- DIRECTIONS FOR THIS TASK
Transcribe verbatim every line from the line containing "TARGET: reservoir water" to the end of the entries, including both endpoints. Output nothing beyond those lines.

____________________

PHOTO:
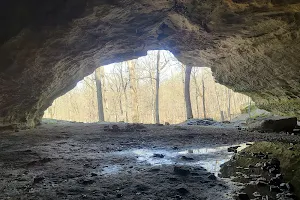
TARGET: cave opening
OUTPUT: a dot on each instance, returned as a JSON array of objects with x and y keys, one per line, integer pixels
[
  {"x": 122, "y": 103},
  {"x": 251, "y": 47}
]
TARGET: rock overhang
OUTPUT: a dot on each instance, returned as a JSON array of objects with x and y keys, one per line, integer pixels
[{"x": 48, "y": 46}]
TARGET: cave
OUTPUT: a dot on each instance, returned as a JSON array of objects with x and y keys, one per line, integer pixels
[{"x": 47, "y": 47}]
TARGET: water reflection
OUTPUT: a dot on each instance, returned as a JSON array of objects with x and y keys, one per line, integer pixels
[{"x": 210, "y": 158}]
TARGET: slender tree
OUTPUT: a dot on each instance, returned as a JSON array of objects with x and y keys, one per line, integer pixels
[
  {"x": 203, "y": 95},
  {"x": 99, "y": 93},
  {"x": 229, "y": 103},
  {"x": 187, "y": 95},
  {"x": 157, "y": 88},
  {"x": 194, "y": 76},
  {"x": 133, "y": 91}
]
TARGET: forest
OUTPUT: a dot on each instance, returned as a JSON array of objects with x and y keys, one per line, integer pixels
[{"x": 156, "y": 88}]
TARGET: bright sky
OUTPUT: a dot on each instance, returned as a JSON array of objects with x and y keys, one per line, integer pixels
[{"x": 173, "y": 66}]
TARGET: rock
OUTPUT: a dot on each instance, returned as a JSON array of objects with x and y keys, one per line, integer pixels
[
  {"x": 272, "y": 124},
  {"x": 115, "y": 128},
  {"x": 186, "y": 158},
  {"x": 25, "y": 49},
  {"x": 274, "y": 188},
  {"x": 274, "y": 170},
  {"x": 94, "y": 174},
  {"x": 275, "y": 162},
  {"x": 182, "y": 171},
  {"x": 212, "y": 177},
  {"x": 243, "y": 196},
  {"x": 157, "y": 155},
  {"x": 275, "y": 181},
  {"x": 256, "y": 194},
  {"x": 233, "y": 149},
  {"x": 86, "y": 181},
  {"x": 106, "y": 128},
  {"x": 182, "y": 189},
  {"x": 38, "y": 179}
]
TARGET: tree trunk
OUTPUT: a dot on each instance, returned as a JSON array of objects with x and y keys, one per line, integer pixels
[
  {"x": 125, "y": 97},
  {"x": 187, "y": 95},
  {"x": 133, "y": 91},
  {"x": 203, "y": 95},
  {"x": 229, "y": 104},
  {"x": 151, "y": 74},
  {"x": 157, "y": 89},
  {"x": 99, "y": 94}
]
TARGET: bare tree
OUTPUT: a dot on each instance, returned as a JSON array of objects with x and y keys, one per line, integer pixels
[
  {"x": 187, "y": 95},
  {"x": 229, "y": 103},
  {"x": 98, "y": 73},
  {"x": 133, "y": 91},
  {"x": 203, "y": 95},
  {"x": 157, "y": 88},
  {"x": 194, "y": 76}
]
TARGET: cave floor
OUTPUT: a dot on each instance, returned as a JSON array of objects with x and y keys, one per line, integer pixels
[{"x": 82, "y": 161}]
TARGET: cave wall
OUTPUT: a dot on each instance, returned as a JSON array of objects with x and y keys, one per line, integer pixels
[{"x": 48, "y": 46}]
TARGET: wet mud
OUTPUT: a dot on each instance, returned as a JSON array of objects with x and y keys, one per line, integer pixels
[{"x": 84, "y": 161}]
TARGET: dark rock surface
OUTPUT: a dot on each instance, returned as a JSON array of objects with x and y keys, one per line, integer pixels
[
  {"x": 273, "y": 124},
  {"x": 48, "y": 46}
]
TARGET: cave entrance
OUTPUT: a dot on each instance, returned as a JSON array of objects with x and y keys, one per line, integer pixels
[{"x": 128, "y": 94}]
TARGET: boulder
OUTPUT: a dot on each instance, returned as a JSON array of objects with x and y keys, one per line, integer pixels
[{"x": 272, "y": 124}]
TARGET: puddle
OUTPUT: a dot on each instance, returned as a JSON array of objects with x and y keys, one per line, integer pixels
[
  {"x": 210, "y": 158},
  {"x": 112, "y": 169}
]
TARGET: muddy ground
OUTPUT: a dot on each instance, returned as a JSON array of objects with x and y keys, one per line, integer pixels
[{"x": 83, "y": 161}]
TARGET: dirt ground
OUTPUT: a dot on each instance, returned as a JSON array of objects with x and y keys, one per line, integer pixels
[{"x": 83, "y": 161}]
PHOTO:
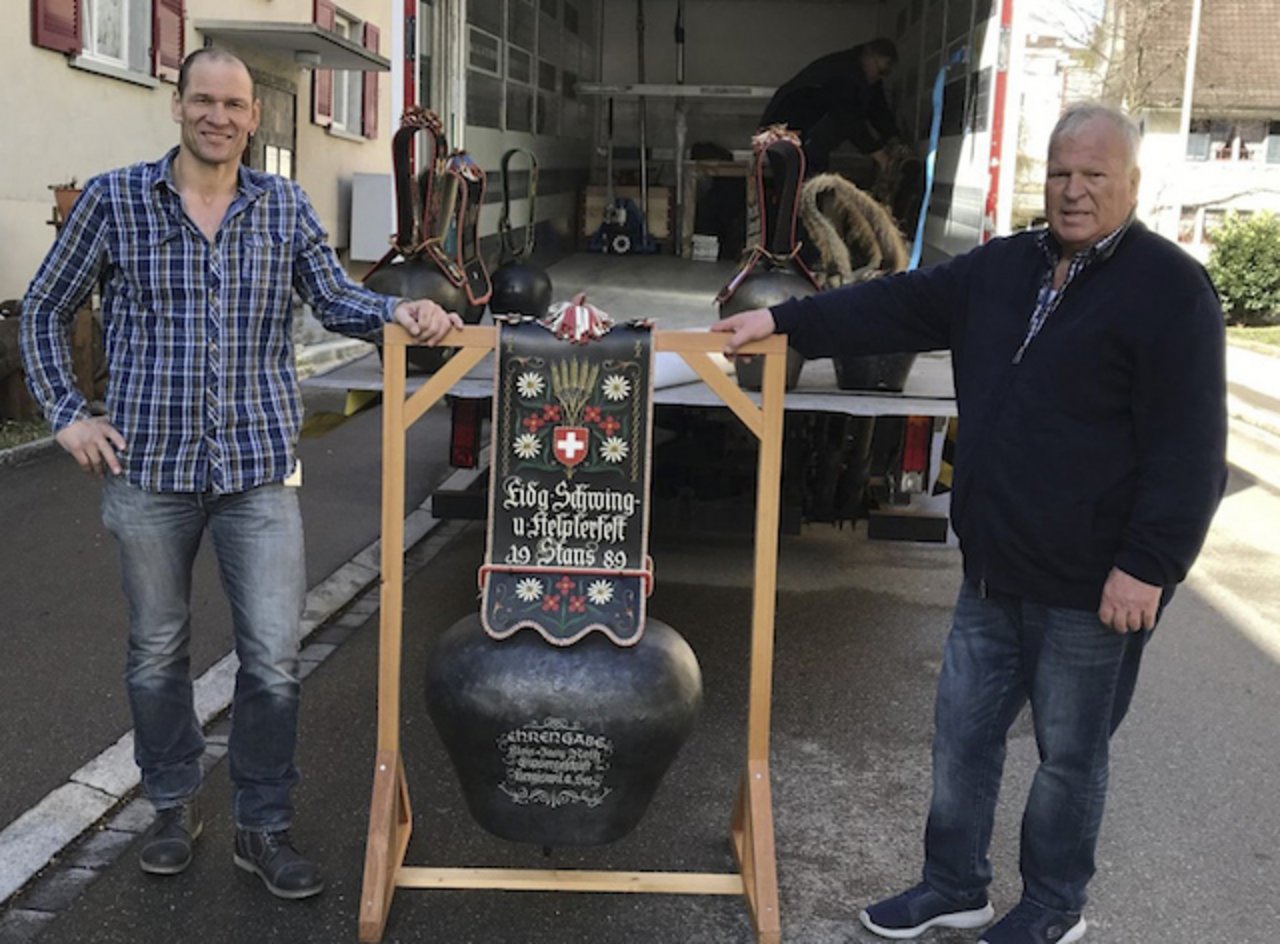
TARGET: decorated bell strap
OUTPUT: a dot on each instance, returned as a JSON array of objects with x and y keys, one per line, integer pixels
[
  {"x": 415, "y": 193},
  {"x": 457, "y": 247},
  {"x": 414, "y": 196},
  {"x": 772, "y": 233},
  {"x": 568, "y": 495},
  {"x": 508, "y": 247}
]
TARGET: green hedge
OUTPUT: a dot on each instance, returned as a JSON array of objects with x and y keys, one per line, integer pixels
[{"x": 1244, "y": 265}]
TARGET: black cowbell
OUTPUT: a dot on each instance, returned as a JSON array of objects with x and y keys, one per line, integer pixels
[
  {"x": 561, "y": 745},
  {"x": 520, "y": 288},
  {"x": 762, "y": 289},
  {"x": 419, "y": 278}
]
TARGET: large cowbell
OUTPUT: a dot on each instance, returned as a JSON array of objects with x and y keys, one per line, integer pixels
[
  {"x": 520, "y": 287},
  {"x": 561, "y": 704},
  {"x": 772, "y": 271}
]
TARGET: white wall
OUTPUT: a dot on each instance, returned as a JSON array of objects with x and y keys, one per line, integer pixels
[{"x": 65, "y": 122}]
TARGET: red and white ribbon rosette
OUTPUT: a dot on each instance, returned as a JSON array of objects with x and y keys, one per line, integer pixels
[{"x": 576, "y": 321}]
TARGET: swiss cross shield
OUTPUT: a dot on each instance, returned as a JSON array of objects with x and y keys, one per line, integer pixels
[{"x": 570, "y": 444}]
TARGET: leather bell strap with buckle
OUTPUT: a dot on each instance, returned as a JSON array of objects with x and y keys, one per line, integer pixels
[
  {"x": 772, "y": 236},
  {"x": 510, "y": 250},
  {"x": 415, "y": 211},
  {"x": 457, "y": 248},
  {"x": 568, "y": 499}
]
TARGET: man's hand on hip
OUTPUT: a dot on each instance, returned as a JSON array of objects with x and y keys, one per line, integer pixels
[
  {"x": 1128, "y": 604},
  {"x": 94, "y": 443},
  {"x": 425, "y": 320}
]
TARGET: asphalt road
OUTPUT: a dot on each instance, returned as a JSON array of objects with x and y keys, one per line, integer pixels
[
  {"x": 62, "y": 615},
  {"x": 1188, "y": 851}
]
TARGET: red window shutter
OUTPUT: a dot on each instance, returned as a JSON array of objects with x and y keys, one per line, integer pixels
[
  {"x": 369, "y": 111},
  {"x": 55, "y": 24},
  {"x": 168, "y": 40},
  {"x": 321, "y": 79}
]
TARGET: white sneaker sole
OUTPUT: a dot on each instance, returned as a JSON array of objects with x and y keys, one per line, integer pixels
[{"x": 967, "y": 920}]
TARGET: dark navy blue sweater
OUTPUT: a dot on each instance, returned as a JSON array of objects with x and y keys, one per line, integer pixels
[{"x": 1105, "y": 447}]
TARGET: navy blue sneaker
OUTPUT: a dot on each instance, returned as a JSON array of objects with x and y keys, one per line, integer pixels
[
  {"x": 1033, "y": 924},
  {"x": 910, "y": 913}
]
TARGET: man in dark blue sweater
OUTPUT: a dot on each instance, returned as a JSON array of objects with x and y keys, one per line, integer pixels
[
  {"x": 836, "y": 99},
  {"x": 1088, "y": 366}
]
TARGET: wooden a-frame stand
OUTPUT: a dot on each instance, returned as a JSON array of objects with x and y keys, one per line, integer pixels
[{"x": 752, "y": 821}]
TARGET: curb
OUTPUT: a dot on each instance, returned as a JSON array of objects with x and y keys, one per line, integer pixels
[{"x": 103, "y": 793}]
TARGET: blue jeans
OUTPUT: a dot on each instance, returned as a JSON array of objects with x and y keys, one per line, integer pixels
[
  {"x": 257, "y": 540},
  {"x": 1078, "y": 676}
]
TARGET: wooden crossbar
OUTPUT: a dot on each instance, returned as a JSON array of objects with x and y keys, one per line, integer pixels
[{"x": 752, "y": 816}]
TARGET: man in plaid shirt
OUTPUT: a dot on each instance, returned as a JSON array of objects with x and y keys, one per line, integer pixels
[{"x": 197, "y": 257}]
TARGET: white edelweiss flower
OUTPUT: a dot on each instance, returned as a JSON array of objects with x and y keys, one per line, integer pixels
[
  {"x": 613, "y": 449},
  {"x": 599, "y": 592},
  {"x": 526, "y": 445},
  {"x": 616, "y": 386},
  {"x": 530, "y": 384},
  {"x": 529, "y": 589}
]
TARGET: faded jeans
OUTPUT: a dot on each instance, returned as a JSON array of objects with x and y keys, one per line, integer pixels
[
  {"x": 257, "y": 539},
  {"x": 1078, "y": 676}
]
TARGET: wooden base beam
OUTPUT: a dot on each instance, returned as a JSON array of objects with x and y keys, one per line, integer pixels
[
  {"x": 389, "y": 825},
  {"x": 572, "y": 880}
]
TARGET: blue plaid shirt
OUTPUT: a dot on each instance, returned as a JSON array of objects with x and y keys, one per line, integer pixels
[
  {"x": 1048, "y": 297},
  {"x": 199, "y": 334}
]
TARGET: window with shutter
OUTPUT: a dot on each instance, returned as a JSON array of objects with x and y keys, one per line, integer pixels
[
  {"x": 55, "y": 24},
  {"x": 369, "y": 113},
  {"x": 168, "y": 40},
  {"x": 321, "y": 79},
  {"x": 117, "y": 35}
]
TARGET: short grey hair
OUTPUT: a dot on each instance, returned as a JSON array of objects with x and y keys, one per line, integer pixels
[{"x": 1082, "y": 111}]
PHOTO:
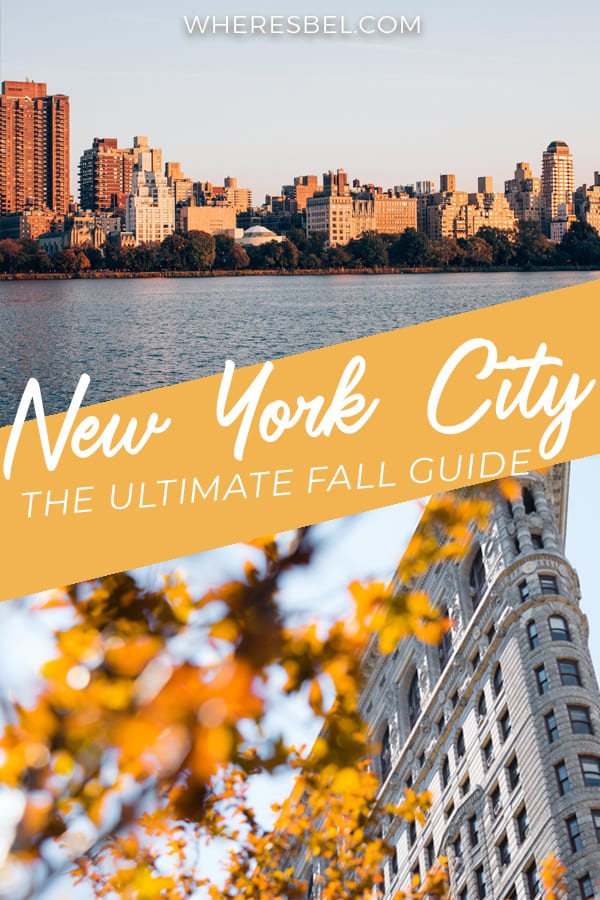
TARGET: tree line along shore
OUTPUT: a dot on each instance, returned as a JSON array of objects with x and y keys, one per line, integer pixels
[{"x": 199, "y": 253}]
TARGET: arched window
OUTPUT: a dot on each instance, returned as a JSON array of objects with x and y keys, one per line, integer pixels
[
  {"x": 477, "y": 578},
  {"x": 528, "y": 501},
  {"x": 498, "y": 680},
  {"x": 385, "y": 755},
  {"x": 559, "y": 628},
  {"x": 414, "y": 700},
  {"x": 481, "y": 706}
]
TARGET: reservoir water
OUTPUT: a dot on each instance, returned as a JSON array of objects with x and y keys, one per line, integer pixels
[{"x": 134, "y": 335}]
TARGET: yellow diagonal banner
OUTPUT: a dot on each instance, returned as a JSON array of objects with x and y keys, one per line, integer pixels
[{"x": 304, "y": 439}]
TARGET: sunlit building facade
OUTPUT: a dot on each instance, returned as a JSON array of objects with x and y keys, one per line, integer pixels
[
  {"x": 35, "y": 142},
  {"x": 501, "y": 722}
]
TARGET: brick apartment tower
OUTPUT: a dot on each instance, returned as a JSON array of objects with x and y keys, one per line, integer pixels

____________________

- TASK ANSWER
TARGET: reservoir water
OUTPUT: a dot on each instance, returned as a JSON array of objects with x and y keys, one per line, integer pixels
[{"x": 134, "y": 335}]
TARGET: yellow diagonal banner
OUTPUT: a dot on each instance, returned as a JSON array of objects with x and y keys, one per line, integer pixels
[{"x": 304, "y": 439}]
TARGET: sunlit building facade
OUTPUT: a dot on each instance, returned as a JSON array of objects with x and y keys, one per line, integer pixels
[
  {"x": 35, "y": 142},
  {"x": 501, "y": 722}
]
TARGET: brick apartment tower
OUTPUT: a dot on each instance, returned as a JSON array of objects with x and y keys, one per line, integer pixels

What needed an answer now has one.